■ **Task to carry out**: Copy out the records word for word, starting with the line that contains "pick out the wood grain" and continuing through the last line of the records.

────

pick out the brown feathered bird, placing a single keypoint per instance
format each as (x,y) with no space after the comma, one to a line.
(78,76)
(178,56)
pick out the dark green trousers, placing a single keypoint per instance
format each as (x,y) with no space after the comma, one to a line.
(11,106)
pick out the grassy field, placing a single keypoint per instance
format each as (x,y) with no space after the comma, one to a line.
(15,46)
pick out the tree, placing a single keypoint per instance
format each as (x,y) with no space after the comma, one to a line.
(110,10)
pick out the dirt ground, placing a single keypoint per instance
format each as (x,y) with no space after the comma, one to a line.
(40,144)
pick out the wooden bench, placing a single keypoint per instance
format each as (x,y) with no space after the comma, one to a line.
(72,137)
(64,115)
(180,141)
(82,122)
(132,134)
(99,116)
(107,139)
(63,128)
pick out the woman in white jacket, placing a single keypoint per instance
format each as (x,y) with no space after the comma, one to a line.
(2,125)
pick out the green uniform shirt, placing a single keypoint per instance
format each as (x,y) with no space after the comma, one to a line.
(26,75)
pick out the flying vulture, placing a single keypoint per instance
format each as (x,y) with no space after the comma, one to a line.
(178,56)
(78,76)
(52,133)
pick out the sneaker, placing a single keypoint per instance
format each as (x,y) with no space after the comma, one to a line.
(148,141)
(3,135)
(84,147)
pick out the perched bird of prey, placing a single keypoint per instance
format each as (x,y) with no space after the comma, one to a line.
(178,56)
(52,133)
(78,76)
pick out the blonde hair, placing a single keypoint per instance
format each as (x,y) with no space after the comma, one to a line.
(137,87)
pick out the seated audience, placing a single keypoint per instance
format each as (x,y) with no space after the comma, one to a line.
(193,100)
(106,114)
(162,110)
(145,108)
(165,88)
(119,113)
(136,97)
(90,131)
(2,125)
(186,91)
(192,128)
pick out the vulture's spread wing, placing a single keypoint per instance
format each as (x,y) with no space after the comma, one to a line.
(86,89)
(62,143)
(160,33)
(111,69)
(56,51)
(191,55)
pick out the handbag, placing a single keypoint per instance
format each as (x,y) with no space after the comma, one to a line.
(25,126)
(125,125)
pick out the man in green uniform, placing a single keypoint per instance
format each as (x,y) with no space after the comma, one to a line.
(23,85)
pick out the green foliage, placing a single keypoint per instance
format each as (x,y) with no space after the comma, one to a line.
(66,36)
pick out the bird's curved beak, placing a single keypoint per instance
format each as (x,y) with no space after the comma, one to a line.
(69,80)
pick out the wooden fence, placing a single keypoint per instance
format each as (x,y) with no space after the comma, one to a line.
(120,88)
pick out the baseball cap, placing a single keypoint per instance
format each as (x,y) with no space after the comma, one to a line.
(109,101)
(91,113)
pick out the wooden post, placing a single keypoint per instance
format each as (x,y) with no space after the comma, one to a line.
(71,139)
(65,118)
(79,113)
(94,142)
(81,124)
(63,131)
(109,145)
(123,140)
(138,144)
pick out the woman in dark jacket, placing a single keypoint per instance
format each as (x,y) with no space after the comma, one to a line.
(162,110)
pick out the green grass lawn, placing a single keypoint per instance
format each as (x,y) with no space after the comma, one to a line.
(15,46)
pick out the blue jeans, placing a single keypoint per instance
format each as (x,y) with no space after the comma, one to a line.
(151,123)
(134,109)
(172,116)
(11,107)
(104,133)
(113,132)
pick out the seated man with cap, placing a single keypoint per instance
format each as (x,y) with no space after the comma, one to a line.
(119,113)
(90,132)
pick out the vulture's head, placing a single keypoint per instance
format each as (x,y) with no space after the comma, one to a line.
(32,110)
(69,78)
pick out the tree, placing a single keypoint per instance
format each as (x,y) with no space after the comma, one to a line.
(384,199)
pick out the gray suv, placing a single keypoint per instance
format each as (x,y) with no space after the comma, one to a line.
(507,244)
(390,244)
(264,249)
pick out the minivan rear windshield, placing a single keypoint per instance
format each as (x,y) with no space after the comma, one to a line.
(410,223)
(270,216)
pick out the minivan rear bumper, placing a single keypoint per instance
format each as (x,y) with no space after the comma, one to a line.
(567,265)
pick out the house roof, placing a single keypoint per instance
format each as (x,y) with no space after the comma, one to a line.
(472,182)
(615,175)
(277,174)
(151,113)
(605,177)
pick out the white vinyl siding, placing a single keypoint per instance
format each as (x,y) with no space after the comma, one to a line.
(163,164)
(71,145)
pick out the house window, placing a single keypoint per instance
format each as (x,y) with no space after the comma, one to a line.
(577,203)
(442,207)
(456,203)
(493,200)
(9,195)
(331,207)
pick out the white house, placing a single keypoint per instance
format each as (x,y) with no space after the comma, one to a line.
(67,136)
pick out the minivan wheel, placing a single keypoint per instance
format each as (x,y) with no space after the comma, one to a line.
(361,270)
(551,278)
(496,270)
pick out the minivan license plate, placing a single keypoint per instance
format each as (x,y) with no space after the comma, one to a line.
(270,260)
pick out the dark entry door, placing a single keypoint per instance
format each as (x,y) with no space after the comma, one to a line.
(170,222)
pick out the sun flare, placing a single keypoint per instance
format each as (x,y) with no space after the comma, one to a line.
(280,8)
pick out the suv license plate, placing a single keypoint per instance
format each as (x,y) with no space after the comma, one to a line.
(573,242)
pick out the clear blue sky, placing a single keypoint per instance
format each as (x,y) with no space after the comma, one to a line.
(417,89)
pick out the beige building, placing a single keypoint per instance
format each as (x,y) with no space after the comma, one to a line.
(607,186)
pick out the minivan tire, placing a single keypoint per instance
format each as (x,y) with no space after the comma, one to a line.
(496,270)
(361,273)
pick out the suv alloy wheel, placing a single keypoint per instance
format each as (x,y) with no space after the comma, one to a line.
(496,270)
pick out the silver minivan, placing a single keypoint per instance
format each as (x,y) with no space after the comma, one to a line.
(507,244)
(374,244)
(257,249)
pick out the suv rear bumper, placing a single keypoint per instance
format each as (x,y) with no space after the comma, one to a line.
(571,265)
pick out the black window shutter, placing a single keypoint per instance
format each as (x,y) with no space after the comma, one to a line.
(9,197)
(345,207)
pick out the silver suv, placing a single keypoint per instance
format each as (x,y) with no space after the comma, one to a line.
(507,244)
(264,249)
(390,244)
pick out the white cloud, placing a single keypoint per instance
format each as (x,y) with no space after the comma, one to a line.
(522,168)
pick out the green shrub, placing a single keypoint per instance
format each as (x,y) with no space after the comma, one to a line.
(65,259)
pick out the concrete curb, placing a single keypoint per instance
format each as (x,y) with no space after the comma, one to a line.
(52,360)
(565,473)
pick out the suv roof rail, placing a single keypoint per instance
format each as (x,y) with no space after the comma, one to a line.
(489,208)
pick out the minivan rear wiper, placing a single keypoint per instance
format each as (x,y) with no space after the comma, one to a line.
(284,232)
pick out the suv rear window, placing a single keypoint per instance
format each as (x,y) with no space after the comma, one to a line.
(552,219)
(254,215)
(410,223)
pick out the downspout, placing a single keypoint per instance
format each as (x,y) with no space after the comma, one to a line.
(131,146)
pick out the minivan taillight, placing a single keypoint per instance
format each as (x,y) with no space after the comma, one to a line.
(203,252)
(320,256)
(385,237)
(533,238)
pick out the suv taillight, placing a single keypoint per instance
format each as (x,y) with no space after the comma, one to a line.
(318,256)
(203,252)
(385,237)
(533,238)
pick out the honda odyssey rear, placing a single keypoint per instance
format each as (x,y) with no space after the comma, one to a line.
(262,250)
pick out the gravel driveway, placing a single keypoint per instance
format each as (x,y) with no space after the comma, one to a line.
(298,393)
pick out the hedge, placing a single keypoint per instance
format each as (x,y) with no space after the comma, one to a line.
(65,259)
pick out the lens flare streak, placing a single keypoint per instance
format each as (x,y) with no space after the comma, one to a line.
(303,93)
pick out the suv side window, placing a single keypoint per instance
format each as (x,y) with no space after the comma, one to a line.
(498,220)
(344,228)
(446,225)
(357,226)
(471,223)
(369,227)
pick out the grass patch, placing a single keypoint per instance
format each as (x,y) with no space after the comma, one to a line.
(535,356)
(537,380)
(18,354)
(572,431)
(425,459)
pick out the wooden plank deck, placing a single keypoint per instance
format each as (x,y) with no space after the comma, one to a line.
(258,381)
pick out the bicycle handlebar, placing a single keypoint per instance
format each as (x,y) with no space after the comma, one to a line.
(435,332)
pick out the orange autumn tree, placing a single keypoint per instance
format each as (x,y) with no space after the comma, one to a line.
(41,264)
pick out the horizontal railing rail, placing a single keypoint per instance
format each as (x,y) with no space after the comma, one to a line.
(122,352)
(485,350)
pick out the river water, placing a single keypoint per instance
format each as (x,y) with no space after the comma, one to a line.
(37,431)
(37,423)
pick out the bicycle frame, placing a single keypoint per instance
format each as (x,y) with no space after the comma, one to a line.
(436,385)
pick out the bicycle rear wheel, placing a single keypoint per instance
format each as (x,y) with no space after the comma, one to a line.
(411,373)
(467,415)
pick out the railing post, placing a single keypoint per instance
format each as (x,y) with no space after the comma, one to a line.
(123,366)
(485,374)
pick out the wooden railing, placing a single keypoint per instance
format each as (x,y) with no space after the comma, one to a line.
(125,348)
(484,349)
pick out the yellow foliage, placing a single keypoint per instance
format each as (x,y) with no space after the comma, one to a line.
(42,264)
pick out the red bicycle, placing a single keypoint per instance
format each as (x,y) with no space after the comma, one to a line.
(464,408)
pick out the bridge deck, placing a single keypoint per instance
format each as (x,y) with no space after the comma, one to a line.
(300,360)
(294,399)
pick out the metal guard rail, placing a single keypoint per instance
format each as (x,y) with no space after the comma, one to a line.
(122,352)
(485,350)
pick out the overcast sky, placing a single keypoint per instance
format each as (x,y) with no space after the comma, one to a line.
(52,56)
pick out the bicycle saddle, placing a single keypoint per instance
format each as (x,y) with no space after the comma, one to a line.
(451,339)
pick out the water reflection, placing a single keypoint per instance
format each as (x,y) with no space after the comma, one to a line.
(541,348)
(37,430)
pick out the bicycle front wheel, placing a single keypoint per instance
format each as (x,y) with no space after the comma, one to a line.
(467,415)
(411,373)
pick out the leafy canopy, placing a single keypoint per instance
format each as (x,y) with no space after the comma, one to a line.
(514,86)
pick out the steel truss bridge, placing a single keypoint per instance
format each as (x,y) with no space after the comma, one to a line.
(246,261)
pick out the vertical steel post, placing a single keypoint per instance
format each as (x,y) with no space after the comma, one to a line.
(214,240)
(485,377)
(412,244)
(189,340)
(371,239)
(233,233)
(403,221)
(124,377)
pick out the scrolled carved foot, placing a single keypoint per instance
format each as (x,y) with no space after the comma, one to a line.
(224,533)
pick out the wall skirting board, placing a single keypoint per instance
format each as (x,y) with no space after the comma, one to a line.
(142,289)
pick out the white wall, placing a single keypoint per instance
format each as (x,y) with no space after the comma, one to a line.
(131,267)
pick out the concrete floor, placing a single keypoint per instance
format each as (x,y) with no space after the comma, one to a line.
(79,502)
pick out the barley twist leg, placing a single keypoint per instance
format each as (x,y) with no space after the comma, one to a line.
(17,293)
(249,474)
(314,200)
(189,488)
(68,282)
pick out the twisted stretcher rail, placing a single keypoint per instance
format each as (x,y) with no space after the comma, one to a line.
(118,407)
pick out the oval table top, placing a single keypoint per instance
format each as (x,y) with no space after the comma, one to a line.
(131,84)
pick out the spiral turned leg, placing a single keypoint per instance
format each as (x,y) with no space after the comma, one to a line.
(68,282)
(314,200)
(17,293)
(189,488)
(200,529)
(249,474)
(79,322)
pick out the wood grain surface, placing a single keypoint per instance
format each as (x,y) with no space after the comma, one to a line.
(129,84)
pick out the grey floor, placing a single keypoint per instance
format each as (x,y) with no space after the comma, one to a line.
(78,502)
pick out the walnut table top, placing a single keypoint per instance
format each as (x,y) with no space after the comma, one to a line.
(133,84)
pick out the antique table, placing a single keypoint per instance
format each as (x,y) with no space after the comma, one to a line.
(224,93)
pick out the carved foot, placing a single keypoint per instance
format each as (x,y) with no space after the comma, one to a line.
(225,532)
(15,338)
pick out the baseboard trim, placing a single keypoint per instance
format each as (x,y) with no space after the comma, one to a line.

────

■ **Response below**:
pick out the wood grain surface, placing a single keypoint per instance
format each as (x,y) with no space after the comma, one to a line.
(129,84)
pick out the grey floor, placing a single keypoint per instance
format each as (x,y) with no space after the comma, one to a line.
(78,502)
pick out the walnut table top, placing a single keypoint per instance
format each as (x,y) with no space after the comma, one to a line.
(133,84)
pick out the antique table, placing a single keypoint per instance
format each as (x,y) with no space after the comma, one to a line.
(224,93)
pick out the carved foot, placing a single keypoint per instance
format each as (x,y) with no space after the comma, one to a line.
(225,532)
(15,338)
pick out the baseboard trim, placing a single keypoint per instance
format each as (x,y) with no space after the comma, one to a line.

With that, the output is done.